─── EXTRACT PROVIDED

AI Companies Agree to US Security Standards
| By Emma Kuruppacherry |
On Friday, July 21st, seven leading AI companies came to the White House to form an agreement on basic guidelines for developing AI. These companies were Amazon, Anthropic, Google, Inflection, Meta, Microsoft, and OpenAI. Each signed a voluntary agreement regulating several aspects: security testing of their program by internal and external experts prior to the program’s release, labeling AI-generated content with watermarks, publicly reporting the capabilities and limitation of AI, and researching potential risks such as bias, discrimination, and invasion of privacy.
With building pressure from governments and the public alike to use more controls, many in the AI industry were happy to comply with these standards. Sir Nick Clegg, president of global affairs at Meta said in a statement, “We are pleased to make these voluntary commitments alongside others in the sector. They are an important first step in ensuring responsible guardrails are established for AI, and they create a model for other governments to follow”. Similarly, President Biden said in his remarks on Friday, “We must be clear-eyed and vigilant about the threats emerging from emerging technologies that can pose – don’t have to but can pose – to our democracy and our values”.

──────
─── LISTED ENTRIES

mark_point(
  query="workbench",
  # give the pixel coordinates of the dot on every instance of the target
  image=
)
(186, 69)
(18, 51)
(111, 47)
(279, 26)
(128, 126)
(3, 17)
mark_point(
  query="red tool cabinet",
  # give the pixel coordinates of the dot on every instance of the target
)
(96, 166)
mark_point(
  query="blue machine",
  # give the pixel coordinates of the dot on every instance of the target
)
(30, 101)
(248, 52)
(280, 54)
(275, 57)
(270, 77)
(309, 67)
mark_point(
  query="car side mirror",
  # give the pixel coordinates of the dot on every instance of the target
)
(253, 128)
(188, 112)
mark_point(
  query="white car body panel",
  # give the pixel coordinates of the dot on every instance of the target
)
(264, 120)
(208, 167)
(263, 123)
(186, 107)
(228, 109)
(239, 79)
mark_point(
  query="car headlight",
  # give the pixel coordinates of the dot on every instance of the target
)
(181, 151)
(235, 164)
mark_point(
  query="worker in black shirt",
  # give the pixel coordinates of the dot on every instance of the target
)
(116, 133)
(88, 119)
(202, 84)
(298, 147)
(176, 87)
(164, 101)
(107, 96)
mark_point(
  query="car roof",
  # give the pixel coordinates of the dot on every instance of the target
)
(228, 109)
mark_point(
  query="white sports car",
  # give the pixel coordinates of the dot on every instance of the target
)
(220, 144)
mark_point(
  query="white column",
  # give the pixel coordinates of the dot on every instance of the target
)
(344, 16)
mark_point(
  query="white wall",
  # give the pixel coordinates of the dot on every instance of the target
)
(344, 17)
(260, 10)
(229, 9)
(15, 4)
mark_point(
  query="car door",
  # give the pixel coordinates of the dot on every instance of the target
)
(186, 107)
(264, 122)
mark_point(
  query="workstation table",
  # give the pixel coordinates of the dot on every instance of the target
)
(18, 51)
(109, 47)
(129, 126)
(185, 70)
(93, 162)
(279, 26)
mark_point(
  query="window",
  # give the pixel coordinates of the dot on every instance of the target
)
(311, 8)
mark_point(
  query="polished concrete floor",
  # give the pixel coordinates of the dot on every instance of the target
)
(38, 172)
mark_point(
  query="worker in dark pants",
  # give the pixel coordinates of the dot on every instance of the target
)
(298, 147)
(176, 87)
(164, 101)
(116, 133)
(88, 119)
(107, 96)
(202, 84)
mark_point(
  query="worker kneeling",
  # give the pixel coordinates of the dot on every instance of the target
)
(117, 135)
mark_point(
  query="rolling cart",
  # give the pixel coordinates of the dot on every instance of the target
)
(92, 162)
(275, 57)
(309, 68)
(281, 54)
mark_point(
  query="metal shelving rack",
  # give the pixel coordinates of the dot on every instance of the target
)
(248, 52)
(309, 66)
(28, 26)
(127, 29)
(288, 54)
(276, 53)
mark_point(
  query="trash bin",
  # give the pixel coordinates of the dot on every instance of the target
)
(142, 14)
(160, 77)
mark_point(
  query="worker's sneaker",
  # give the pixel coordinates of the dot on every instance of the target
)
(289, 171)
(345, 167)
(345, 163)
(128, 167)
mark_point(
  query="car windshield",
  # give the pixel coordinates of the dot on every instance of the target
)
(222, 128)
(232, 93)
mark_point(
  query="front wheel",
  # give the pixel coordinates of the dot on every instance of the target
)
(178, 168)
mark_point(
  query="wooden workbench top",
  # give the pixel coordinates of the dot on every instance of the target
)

──────

__EXERCISE__
Answer these questions from the article on AI security standards:
(a) On what date did the seven AI companies come to the White House?
(b) What position does Sir Nick Clegg hold?
(c) According to President Biden's remarks, what two things can emerging technologies pose threats to?

__SOLVED PROBLEM__
(a) Friday, July 21st
(b) President of global affairs at Meta
(c) Democracy and values